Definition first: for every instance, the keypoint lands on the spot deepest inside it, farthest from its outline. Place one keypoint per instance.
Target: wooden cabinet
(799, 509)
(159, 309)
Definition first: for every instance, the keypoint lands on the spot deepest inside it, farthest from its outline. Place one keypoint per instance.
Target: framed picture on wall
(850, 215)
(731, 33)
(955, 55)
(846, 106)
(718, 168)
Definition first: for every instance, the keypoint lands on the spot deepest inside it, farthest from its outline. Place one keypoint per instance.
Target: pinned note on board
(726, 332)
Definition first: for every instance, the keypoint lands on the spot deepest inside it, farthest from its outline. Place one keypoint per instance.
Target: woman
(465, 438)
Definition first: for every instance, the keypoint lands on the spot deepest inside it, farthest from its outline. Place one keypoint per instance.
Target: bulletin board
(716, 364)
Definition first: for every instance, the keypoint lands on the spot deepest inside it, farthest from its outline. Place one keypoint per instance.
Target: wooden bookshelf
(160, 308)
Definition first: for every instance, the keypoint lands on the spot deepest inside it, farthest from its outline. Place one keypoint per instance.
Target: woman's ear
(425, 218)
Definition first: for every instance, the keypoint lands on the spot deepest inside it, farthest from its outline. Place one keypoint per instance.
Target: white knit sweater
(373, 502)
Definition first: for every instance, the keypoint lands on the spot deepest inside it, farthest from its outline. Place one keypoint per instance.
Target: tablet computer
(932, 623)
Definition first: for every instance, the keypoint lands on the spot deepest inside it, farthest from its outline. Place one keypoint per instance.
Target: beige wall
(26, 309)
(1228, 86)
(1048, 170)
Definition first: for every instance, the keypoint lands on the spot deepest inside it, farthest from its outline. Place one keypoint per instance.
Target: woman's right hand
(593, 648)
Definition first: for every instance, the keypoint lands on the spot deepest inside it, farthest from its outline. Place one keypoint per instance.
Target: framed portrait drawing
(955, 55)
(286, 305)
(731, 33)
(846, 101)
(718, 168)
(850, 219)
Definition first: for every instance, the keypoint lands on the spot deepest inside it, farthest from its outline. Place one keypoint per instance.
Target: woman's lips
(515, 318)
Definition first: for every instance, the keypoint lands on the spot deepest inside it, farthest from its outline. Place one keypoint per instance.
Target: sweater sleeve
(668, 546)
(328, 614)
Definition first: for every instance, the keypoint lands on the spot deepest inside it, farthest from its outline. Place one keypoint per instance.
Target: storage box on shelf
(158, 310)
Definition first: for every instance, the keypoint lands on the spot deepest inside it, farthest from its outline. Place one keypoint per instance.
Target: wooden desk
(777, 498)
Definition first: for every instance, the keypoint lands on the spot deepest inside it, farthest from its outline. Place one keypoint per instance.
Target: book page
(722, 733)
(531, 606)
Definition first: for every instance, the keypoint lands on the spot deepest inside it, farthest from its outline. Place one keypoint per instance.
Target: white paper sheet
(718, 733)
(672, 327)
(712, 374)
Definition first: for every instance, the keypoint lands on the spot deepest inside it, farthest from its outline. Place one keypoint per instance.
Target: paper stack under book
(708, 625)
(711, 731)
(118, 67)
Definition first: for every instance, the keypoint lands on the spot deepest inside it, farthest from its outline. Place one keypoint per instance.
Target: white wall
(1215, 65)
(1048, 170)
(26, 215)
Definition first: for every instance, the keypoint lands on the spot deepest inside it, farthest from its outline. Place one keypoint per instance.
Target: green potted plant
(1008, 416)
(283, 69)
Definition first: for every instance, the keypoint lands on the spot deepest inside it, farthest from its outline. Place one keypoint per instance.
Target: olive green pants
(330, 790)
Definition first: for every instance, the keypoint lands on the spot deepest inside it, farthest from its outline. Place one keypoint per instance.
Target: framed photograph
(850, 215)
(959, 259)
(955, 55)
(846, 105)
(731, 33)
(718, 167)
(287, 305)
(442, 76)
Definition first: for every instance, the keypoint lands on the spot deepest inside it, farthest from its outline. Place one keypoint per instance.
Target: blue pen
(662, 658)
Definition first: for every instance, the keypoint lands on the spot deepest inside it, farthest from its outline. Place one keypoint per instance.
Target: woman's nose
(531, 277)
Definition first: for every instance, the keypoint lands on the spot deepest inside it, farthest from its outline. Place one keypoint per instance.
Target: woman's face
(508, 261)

:::

Written instruction = Filter the listing above, copying every line that contains the word "paper". Case counts.

Expected answer =
Target: white paper sheet
Target: paper stack under book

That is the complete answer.